> [Problems to solve]
• a. Please copy the entries starting at the line containing "Target: grass strip between tracks" and ending at the line containing "81), (434, 66)]", keeping the requests, but shift every coordinate in the answers by adding 5.
• b. Carry on the text about measuring JWK and Gateron switch forces from its final sentence.

> [Source document]
-- BEGIN --

Ok some additional measurements between the two switches with different springs - the JWK x Moyu.studio Queen’s spring (which is a long, “slow” spring), and the spring from a Cherry MX Clear (a short, “fast”, heavy spring)
Both of these measurements show the same result as the earlier one with the Gateron Yellow spring - the JWK stem and housing produces a heavier switch than the Gateron stem and housing when using the same spring. In addition, the difference in force is more pronounced with the Cherry MX Clear spring, which is what’d we expect if the underlying cause is due to a difference in how much the stem/housing compresses the spring - the MX Clear spring has a much higher spring rate than the other two springs, so for a given difference in length it will produce a greater difference in force.
Yes my force curve meter is home-made, and yes its margin of error is probably around few grams. However, error is usually random or non-correlated (i.e. having nothing to do with whether I’m measuring a Gateron or JWK switch - e.g. error due to temperature drift) - if the difference is caused solely by random or non-correlated measurement error, then we would expect on some measurements that the JWK would be heavier than the Gateron. I’m still at a small sample size (currently n=3), but if I can take more measurements with results in the same direction, I would be more confident that this is a real phenomenon rather than a product of measurement error. If the error in force is non-random and/or correlated, and arises to the level of 5-10gf (the difference in my measurements so far), it would likely be showing up on the force curve as noticeable non-linearities when I measure springs, but I so far haven’t seen any non-linearities that large when measuring things I expect to be linear.

-- END --

> [Listed entries]
-- BEGIN --

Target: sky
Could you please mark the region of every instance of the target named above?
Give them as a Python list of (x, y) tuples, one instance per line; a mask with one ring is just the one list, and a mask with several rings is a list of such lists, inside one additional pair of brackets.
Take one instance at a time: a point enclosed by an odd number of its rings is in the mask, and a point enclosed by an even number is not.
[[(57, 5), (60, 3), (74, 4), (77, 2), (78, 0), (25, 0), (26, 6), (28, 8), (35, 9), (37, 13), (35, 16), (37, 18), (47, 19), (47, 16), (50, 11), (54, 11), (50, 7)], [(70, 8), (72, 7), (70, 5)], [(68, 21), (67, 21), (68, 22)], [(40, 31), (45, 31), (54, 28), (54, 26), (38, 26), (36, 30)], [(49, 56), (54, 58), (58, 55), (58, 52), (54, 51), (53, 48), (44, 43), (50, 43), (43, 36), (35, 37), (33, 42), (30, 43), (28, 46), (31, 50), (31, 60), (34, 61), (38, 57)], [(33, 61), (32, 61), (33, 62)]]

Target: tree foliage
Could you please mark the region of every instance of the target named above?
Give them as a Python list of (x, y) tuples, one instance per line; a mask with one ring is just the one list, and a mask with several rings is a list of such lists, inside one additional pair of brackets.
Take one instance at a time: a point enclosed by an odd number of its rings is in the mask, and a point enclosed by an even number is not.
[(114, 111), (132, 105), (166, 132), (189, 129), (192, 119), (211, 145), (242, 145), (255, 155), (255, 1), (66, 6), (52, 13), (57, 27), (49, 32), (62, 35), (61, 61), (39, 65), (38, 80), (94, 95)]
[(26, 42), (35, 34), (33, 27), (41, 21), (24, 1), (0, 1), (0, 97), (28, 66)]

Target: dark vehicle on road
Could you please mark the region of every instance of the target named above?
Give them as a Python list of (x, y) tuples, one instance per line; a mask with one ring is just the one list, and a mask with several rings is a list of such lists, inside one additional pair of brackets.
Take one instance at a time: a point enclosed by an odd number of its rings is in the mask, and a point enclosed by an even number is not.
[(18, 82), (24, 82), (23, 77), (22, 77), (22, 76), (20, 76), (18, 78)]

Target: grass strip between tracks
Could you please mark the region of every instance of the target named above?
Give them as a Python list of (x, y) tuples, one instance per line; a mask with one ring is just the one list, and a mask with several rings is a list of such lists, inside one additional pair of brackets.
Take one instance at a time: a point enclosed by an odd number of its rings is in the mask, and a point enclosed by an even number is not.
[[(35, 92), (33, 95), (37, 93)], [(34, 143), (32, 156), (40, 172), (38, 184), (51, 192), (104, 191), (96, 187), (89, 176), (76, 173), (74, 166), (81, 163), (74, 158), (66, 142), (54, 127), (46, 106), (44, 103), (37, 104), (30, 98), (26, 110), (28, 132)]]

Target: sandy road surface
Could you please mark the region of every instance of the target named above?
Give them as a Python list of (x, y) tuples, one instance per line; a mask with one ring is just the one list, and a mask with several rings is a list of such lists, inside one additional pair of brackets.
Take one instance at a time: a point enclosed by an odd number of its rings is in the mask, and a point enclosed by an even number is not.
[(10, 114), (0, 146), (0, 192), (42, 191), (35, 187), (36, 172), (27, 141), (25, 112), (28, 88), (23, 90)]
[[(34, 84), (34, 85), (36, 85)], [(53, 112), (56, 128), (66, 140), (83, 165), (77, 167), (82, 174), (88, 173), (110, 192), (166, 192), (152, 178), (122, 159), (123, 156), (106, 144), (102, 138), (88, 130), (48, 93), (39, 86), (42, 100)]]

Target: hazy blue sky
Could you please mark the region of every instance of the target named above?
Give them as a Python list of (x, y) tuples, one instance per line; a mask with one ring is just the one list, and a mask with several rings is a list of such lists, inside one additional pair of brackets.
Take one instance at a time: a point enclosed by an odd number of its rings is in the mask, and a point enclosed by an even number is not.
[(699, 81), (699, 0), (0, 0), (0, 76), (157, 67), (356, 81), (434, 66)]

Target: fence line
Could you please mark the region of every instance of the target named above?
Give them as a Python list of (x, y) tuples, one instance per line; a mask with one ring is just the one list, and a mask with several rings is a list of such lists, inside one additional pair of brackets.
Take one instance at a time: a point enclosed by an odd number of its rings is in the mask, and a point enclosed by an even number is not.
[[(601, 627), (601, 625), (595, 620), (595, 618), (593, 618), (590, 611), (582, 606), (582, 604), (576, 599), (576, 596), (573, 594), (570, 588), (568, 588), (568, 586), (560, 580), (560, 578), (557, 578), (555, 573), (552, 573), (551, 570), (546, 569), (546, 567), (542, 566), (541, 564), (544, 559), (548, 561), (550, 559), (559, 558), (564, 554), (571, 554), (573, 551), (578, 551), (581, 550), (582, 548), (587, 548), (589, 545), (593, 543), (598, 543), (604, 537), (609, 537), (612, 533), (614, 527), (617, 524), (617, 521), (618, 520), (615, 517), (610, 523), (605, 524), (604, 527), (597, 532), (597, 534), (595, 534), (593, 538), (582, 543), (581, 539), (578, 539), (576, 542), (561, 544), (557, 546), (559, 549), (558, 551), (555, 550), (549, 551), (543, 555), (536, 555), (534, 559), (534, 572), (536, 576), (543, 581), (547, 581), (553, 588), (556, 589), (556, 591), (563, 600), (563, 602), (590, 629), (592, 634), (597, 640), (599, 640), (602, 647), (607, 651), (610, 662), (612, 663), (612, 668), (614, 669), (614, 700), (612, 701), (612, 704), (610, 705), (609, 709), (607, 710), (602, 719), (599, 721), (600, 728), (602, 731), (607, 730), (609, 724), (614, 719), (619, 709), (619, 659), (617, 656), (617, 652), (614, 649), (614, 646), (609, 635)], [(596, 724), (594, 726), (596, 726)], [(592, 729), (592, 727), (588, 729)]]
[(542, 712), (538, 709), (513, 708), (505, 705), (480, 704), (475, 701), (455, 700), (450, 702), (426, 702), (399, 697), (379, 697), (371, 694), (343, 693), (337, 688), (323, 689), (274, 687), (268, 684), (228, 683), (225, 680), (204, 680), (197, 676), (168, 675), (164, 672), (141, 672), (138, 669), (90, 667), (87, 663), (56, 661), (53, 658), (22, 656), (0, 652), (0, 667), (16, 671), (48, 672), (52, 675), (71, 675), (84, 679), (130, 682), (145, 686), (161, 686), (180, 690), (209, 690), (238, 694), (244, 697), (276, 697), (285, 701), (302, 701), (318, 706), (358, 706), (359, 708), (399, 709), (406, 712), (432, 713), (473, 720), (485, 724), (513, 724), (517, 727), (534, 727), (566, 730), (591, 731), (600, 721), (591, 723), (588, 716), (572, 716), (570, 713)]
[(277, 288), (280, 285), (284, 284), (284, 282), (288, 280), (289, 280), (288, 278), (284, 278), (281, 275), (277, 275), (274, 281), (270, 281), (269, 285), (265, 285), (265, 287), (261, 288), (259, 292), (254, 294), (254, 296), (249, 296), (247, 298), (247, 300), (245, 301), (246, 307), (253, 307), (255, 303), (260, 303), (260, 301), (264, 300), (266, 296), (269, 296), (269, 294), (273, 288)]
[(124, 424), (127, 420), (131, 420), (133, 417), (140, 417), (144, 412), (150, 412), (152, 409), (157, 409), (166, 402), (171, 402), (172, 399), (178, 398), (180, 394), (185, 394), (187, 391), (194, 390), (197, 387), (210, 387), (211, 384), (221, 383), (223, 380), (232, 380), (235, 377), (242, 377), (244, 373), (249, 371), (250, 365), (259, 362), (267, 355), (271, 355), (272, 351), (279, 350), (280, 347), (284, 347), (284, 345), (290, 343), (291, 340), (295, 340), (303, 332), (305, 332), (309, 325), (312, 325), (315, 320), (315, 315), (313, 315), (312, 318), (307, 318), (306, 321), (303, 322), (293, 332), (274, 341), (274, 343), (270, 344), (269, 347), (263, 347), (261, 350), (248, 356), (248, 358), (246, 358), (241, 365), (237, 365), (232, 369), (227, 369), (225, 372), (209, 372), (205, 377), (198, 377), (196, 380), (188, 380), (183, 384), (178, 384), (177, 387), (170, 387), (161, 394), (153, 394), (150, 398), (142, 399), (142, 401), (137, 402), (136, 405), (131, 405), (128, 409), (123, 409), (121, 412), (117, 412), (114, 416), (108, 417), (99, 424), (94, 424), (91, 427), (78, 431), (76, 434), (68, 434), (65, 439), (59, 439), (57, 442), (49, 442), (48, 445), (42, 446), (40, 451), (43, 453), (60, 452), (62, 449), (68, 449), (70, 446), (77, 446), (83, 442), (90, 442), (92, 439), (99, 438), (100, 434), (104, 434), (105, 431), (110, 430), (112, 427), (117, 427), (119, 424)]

-- END --

> [Set of answers]
• a.
Target: grass strip between tracks
Could you please mark the region of every instance of the target named above?
Give them as a Python list of (x, y) tuples, one instance per line; a mask with one ring is just the one list, and a mask with several rings is a list of such lists, inside one additional pair of brackets.
Take one instance at a time: a point enclosed by an odd number of its rings is in the mask, and a point enclosed by an even number is not.
[[(40, 97), (38, 100), (42, 98)], [(39, 148), (37, 161), (45, 177), (43, 189), (56, 197), (109, 196), (101, 192), (94, 181), (81, 178), (79, 171), (86, 168), (79, 163), (71, 147), (59, 132), (51, 111), (49, 108), (42, 109), (35, 103), (31, 115), (33, 137)]]

Target: sandy road surface
Could you please mark the region of every instance of the target named above?
Give them as a Python list of (x, y) tuples, one instance per line; a mask with one ring is just the one list, and a mask with several rings is a list of such lists, inside one additional pair of brackets.
Take one instance at a time: a point enclosed by an odd number of its rings is in the mask, and a point enclosed by an even number is not.
[(15, 119), (5, 151), (5, 197), (47, 196), (40, 192), (41, 177), (32, 146), (30, 117), (33, 93), (28, 95)]
[[(39, 89), (39, 90), (41, 90)], [(58, 117), (61, 133), (71, 145), (88, 170), (82, 172), (87, 179), (93, 178), (115, 197), (171, 197), (157, 183), (127, 164), (128, 161), (111, 149), (107, 143), (93, 135), (53, 98), (44, 91), (47, 105)]]

Target: hazy blue sky
Could you please mark the region of every instance of the target named above?
Give them as a Python list of (x, y) tuples, one instance per line; a mask with one ring is just the one list, and a mask with several rings is a list of such lists, inside one additional pair of brackets.
Take one instance at a time: a point enclosed by an odd number of its rings is in the mask, and a point enclosed by an even number is not.
[(704, 86), (704, 5), (5, 5), (5, 81), (162, 72), (361, 86), (439, 71)]

• b.
It would be ideal to directly measure the distance between the bottom of the bottom housing and the top of the stem spring cavity to verify the hypothesis. However, this is impossible to measure directly with readily available tools (you can’t just stick calipers inside of a closed switch). You can possibly measure it indirectly by adding and subtracting several more measurable dimensions (e.g. measuring the distance from the stem cavity to the top of the stem, the distance from the top of the stem to the top of the bottom housing, and the distance from the top of the top housing to the area in the bottom housing where the spring rests, and then adding and subtracting appropriately to get the distance between the stem cavity and bottom housing). However, these are still not easy dimensions to measure, and your measurement error goes up significantly when you have to add or subtract several measurements to get the dimension you’re looking for. The easiest way to get this would be to ask JWK and Gateron directly what that dimension is (they can measure this easily in their CAD model), but I’m not sure if they’ll disclose it.
Coil springs are well-studied objects, and force curves of them (outside of keyboards) can be readily found.
Also, I should clarify that in my earlier post I meant to say stem and housing, not just “housing” (my sleepy 2AM brain thought “stem” was included in “housing” and that “housing” merely referred to a switch minus the spring , which is clearly not how it’s usually used)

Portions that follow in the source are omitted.